* GIVEN PROBLEM 1:
Answer these questions about the page on the design of delb:
(a) With which version is all internal data keeping fully implemented without dependencies on other libraries?
(b) Which library is lxml a wrapper around?
(c) What two examples of XML encoding text documents does the page give?

* DOCUMENT SECTION:
About the design¶

delb facilitates a Python API to handle XML encoded text documents with ease(d pain).

The project started out as a wrapper around lxml in order to develop experimental interfaces that can be used without starting a sufficient implementation of XML related standards from scratch. With version 0.6 all internal data keeping is fully implemented without dependencies on other libraries. The following sections document the initial motivation to investigate the design of an interface to handle the particular data type for Python.

Reasoning¶

XML can be used to encode text documents, examples for such uses would be the Open Document Format and XML-TEI. It’s more prevalent use however is to encode data that is to be consumed by algorithms as configuration, measurements, application events, various metadata and so on.

Python is a high-level, general programming language with a vast ecosystem, notably including diverse scientific communities and tools. As such it is well suited to solve and cause problems in the humanities related field of Research Software Engineering by programmers with diverse educational backgrounds and expertises.

The commonly used Python library to parse and interact with a representation of an XML document is lxml. Other libraries like the xml.etree.ElementTree module from the Python standard library shall not be discussed due to their insignificance and shortcomings. It is notable that at least these two share significant design aspects of Java APIs which is perceived as weird and clumsy in Python code. lxml is a wrapper around libxml2 which was developed by the GNOME developers for other data than text documents. Data that is strictly structured and expectable. Text documents are different in these regards as natural languages and variety of media allow and lead to unprecedented manifestations for which an encoding mixes different abstracted encapsulations of text fragments. And they are formulated and structured for human consumers, and often printing devices.

* GIVEN PROBLEM 2:
Rewrite the dataset records starting at the line containing "In the picture above, where can the street" and ending at the last line of the records, changing "street lamp" to "streetlight" and leaving everything else unchanged.

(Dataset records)
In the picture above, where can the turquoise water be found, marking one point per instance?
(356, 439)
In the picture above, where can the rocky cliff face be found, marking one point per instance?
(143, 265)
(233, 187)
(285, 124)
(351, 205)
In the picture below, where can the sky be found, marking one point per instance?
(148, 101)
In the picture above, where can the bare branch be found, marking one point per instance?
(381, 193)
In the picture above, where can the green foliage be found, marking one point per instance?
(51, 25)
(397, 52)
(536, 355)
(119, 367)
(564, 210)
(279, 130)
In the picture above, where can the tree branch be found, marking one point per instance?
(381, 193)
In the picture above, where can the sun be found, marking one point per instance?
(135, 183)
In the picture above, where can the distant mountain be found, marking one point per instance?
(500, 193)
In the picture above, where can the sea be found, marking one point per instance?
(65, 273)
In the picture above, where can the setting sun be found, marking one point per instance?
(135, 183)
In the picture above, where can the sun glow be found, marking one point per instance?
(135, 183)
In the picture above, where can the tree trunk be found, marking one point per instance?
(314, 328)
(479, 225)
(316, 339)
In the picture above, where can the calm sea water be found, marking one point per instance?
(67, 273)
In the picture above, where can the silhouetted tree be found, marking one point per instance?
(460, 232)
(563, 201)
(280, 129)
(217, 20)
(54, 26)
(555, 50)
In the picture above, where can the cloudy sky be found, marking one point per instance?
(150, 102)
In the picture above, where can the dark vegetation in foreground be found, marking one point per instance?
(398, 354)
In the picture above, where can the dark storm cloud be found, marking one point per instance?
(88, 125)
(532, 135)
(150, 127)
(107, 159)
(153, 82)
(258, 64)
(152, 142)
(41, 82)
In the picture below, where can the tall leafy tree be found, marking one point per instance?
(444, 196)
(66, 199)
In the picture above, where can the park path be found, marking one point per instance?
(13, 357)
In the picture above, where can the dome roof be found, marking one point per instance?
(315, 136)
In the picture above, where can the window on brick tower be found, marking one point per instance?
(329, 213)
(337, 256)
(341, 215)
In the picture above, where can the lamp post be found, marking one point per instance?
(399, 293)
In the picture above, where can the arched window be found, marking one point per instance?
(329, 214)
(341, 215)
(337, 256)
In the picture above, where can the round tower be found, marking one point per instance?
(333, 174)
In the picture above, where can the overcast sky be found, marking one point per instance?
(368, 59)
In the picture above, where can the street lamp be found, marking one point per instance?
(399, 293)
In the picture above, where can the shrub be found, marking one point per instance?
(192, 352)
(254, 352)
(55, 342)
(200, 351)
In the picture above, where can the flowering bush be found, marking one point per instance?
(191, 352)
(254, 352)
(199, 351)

* COMPLETE RESPONSE 1:
(a) Version 0.6
(b) libxml2
(c) The Open Document Format and XML-TEI

* COMPLETE RESPONSE 2:
In the picture above, where can the streetlight be found, marking one point per instance?
(399, 293)
In the picture above, where can the shrub be found, marking one point per instance?
(192, 352)
(254, 352)
(55, 342)
(200, 351)
In the picture above, where can the flowering bush be found, marking one point per instance?
(191, 352)
(254, 352)
(199, 351)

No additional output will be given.